提供情報.
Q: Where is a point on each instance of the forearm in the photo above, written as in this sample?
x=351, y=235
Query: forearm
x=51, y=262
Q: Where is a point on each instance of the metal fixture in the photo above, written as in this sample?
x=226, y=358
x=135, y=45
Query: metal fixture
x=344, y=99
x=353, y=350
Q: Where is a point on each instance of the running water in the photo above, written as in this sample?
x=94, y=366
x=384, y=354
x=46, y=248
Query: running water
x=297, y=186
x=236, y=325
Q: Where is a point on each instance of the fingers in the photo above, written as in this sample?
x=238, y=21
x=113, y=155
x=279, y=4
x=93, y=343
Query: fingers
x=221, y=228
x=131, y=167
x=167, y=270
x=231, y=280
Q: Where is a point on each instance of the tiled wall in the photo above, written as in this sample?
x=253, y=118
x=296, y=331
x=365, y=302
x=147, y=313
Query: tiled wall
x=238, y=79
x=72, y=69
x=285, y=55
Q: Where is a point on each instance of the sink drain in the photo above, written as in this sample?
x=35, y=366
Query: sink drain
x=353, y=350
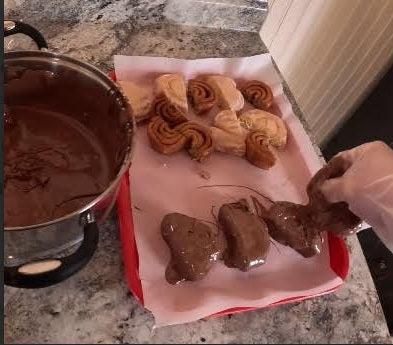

指示.
上記の行をすべて再掲し、「running water」を「flowing water」に変更してください。それ以外は一切変えず、画像は出力から除外してください。

完全な回答.
Q: Where is a point on each instance of the forearm in the photo above, written as in this sample?
x=351, y=235
Query: forearm
x=51, y=262
Q: Where is a point on each instance of the metal fixture in the photo above, written as in this sample?
x=226, y=358
x=135, y=45
Query: metal fixture
x=344, y=99
x=353, y=350
Q: Where is a point on each instance of the flowing water in the photo above, written as in this sample?
x=94, y=366
x=384, y=354
x=46, y=248
Query: flowing water
x=297, y=186
x=236, y=325
Q: Where is a point on each instance of the fingers in the photo above, written as in this sample?
x=238, y=21
x=113, y=155
x=279, y=4
x=93, y=343
Query: fingers
x=221, y=228
x=131, y=167
x=167, y=270
x=231, y=280
Q: Where is a point on each instance of the tiled wall in the photo above, written as in this sample?
x=253, y=118
x=296, y=331
x=365, y=302
x=147, y=313
Query: tiled wall
x=238, y=79
x=72, y=69
x=285, y=55
Q: Where is a point on each instance of the sink drain in the photo above, written as in this sample?
x=35, y=366
Query: sink drain
x=353, y=350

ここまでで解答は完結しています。